:: Document excerpt
Fixing the Froward Court

A Jefferson or a Thomas is an Original Rules umpire. His view is that an umpire is bound by the rules in the Official Baseball Rules. He sees each rule as unchangeable, except if a rule is amended or repealed in the manner prescribed by the Official Baseball Rules. He applies each rule as written by the Professional Baseball Playing Rules Committee and as understood by the team owners which ratified them.

A Hamilton or a Sotomayor is a Living Rules umpire. Each views an umpire as authorized to interpret the Official Baseball Rules dynamically. He sees rules as changeable by an umpire, as needed, to adjust baseball to the mores and expectations of contemporary society, as those mores and expectations are perceived by the umpire. Each rule is to be applied by an umpire as though umpires are authorized to accept or reject, revise or repeal, any rule among the Official Baseball Rules.

So, too, with the United States Constitution. The historical Jeffersonian approach to constitutional law is limited authority for the United States government, and modest judicial power. The historical Hamiltonian approach is unlimited authority for the United States government, and expansive judicial power.

From the beginning of the Republic, in 1789, Hamiltonians have had the judicial upper hand. That circumstance survived the Dred Scott decision (1856), which tossed blacks off the constitutional bus. Dred Scott was rendered by Chief Justice Roger Taney (served 1836–1864), a Hamiltonian, who was a sorcerer’s apprentice to Chief Justice John Marshall (served 1801–1835), also a Hamiltonian.
::::
**Task list:**
[a] In the essay on umpires and constitutional interpretation, which Chief Justice rendered the Dred Scott decision?
[b] Resume the essay on umpires and constitutional interpretation from where it stops.
The lines after this text aren't needed.
:: Records provided
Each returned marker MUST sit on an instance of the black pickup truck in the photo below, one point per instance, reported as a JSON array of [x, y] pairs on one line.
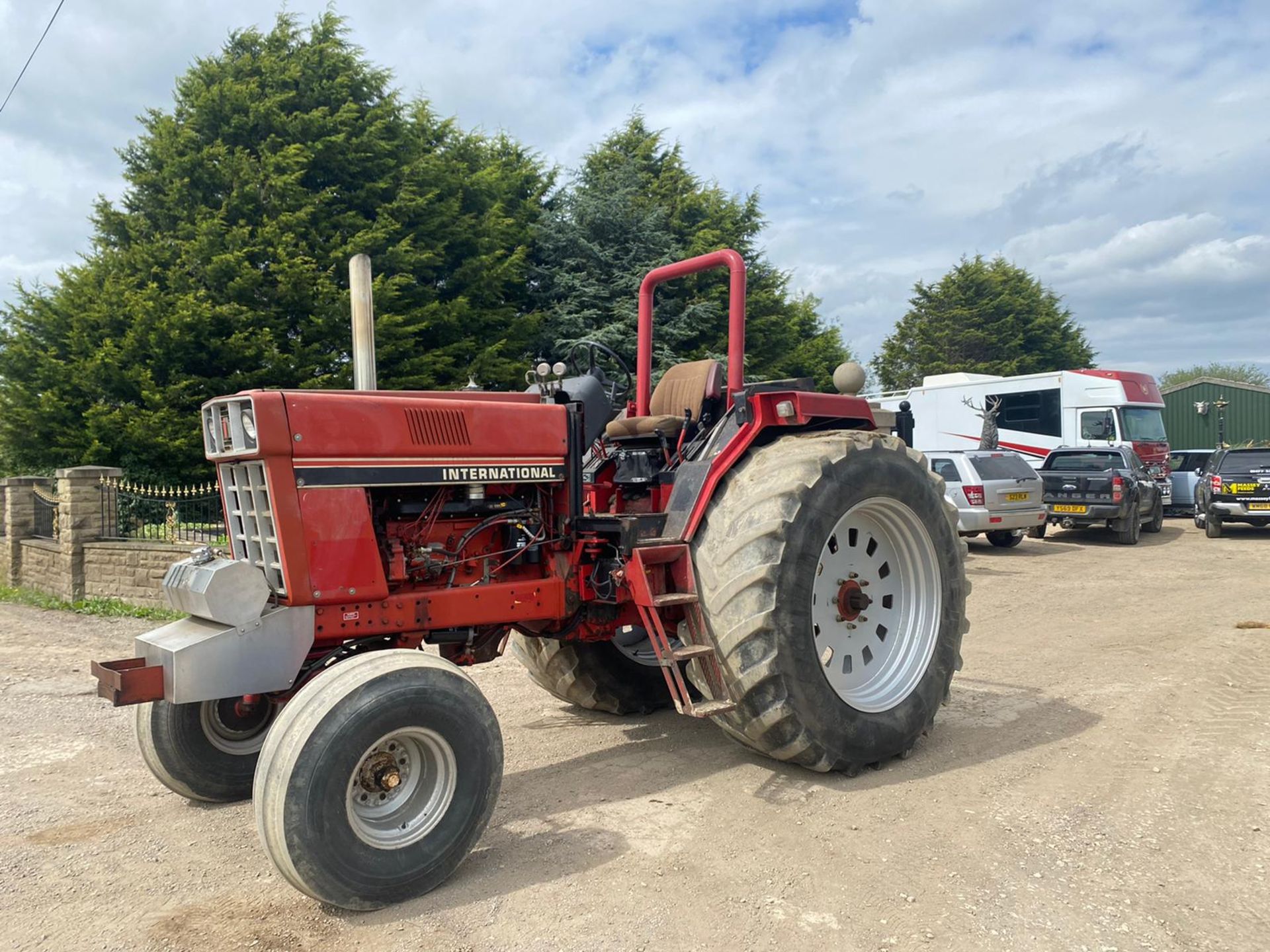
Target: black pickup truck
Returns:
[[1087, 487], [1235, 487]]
::::
:: Records provided
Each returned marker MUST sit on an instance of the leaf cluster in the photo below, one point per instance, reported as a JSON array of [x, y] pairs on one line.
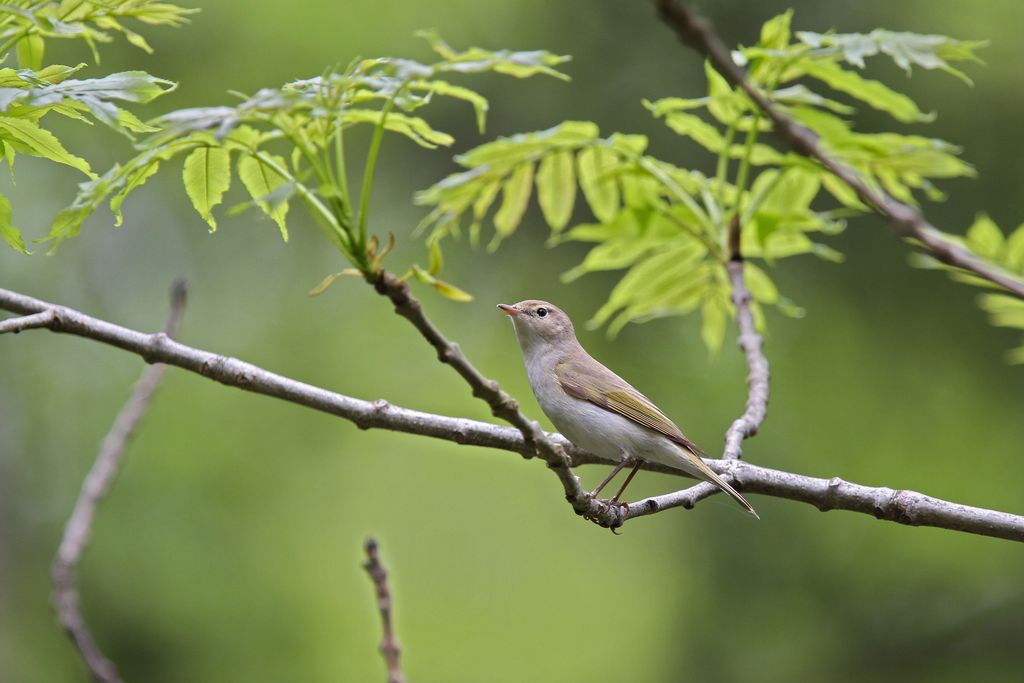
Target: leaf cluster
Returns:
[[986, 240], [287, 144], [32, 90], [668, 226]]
::::
:: Records provided
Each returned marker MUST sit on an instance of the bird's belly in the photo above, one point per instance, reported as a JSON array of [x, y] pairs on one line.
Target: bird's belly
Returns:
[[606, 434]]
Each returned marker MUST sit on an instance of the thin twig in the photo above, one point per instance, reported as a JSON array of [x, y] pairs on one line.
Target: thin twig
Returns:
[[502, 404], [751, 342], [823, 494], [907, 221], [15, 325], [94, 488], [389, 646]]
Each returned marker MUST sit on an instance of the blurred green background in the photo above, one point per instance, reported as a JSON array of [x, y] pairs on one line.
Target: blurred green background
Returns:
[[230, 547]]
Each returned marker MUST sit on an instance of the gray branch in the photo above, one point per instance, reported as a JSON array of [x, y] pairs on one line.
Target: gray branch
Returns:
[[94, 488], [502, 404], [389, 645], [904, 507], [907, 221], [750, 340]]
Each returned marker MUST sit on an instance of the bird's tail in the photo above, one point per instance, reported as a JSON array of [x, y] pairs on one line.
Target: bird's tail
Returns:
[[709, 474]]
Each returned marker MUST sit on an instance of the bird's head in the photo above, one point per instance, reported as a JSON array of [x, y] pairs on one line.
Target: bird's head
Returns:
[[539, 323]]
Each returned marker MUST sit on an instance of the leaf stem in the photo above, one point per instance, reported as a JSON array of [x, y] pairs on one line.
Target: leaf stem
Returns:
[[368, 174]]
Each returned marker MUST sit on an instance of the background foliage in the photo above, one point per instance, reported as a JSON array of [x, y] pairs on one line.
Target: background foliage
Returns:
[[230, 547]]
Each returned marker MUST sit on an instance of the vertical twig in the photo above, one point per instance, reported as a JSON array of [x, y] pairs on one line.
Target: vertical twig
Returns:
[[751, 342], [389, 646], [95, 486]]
::::
**Answers to the problems:**
[a] Chief Justice Roger Taney rendered it.

[b]
In the subsequent War Between the States, the North defeated the South. A consequence of the victory was that the Hamiltonians defeated the Jeffersonians unreservedly.

Nowadays, more than ever, a word of the United States Constitution “means just what” United States Supreme Court justices “choose it to mean – neither more nor less.” Lewis Carroll, Through the Looking Glass, and What Alice Found There, chapter 6 (1871).

A turning back of the historical clock is impossible. The United States Supreme Court will remain a political institution which decides policy questions.

Worse, the United States Supreme Court claims  for itself sole power to decide constitutionality. The judicial branch of the United States government perceives itself as more equal than the coequal executive branch and legislative branch of the United States government.

The time is come to curb the United States Supreme Court. Two proposals:

1. Judicial service should be limited to one ten-year term. The proposed term of office, which exceeds that of representatives, presidents and senators, guarantees judicial independence. Limited bench time circumscribes the damage doable by a capricious justice.

2. For an opinion to be handed down, subscription by six justices to both reasoning and result should be required. 5-4 decisions and plurality decisions would be prevented thereby.

This proposal would have precluded some judicial horrors. Texas v. Johnson (1989) (5-4). The act of burning an American flag is speech, protected by the First Amendment. Boumediene v. Bush (2008) (5-4). An enemy combatant, an alien who is outside the United States, has the constitutional right to apply to a United States court, which is the United States, for a writ of habeas corpus. The Military Commissions Act of 2006 was an unconstitutional suspension of that right.

Other judicial horrors would not have been precluded thereby. Korematsu v. United States (1944) (6-3). Japanese-ancestry citizens may be interned. Roe v. Wade (1973) (7-2). Despite absence of Uterus Clause in the United States Constitution, abortion is a constitutional right.

Partially-effective medicine is better than no medicine at all.

Kruger is a lawyer in private practice.